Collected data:

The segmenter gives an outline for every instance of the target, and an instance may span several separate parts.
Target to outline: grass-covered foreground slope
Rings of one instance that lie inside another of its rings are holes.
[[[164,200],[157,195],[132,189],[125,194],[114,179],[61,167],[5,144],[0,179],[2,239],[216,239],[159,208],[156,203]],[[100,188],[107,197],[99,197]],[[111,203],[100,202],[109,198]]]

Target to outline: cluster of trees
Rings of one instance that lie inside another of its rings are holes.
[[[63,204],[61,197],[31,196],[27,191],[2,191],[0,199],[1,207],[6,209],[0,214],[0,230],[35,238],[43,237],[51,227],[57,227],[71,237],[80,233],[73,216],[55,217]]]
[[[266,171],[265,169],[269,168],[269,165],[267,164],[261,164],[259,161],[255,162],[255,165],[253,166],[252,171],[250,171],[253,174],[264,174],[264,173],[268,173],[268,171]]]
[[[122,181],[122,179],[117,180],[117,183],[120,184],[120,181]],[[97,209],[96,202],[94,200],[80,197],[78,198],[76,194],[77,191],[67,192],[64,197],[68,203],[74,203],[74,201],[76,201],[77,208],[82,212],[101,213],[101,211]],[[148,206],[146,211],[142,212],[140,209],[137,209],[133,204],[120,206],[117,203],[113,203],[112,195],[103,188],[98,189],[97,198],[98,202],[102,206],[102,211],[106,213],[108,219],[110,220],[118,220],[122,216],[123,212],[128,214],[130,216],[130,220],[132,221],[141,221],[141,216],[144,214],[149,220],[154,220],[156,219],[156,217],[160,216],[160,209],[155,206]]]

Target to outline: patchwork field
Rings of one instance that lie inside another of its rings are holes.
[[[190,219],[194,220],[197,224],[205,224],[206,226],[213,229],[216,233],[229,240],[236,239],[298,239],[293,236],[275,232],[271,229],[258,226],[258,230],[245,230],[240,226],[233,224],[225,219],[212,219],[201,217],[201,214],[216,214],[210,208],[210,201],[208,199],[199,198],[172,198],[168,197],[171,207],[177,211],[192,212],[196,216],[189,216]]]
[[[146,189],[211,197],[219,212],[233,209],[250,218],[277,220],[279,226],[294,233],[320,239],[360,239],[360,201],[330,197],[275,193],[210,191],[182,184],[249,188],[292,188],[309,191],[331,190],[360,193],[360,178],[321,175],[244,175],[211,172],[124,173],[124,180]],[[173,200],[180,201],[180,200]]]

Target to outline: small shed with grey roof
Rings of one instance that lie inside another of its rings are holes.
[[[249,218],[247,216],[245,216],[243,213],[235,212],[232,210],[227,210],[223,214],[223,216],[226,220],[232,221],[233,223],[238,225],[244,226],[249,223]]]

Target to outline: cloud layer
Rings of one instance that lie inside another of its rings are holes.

**WHAT YOU WILL DO:**
Reproduce every line above containing "outline".

**TASK ANSWER:**
The segmenter gives an outline for every instance of the target, and an instance may span several separate parts.
Target to outline: grass-covered foreground slope
Target to outline: cluster of trees
Target to outline: patchwork field
Target to outline: small shed with grey roof
Target to outline: cloud layer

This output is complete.